[Data extracted from a collection]
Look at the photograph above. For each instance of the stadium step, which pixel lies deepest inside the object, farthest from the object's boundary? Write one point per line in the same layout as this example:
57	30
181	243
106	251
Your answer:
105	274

§ **Exercise goal**:
Write each record above out again exactly as it reads.

§ **Answer box**:
Look at the photograph above. For each instance of the stadium step, which pixel lies deepest inside the object, farthest from the object's boundary? Write one point per line in the same layout as this example:
57	30
181	243
106	251
Your answer:
105	274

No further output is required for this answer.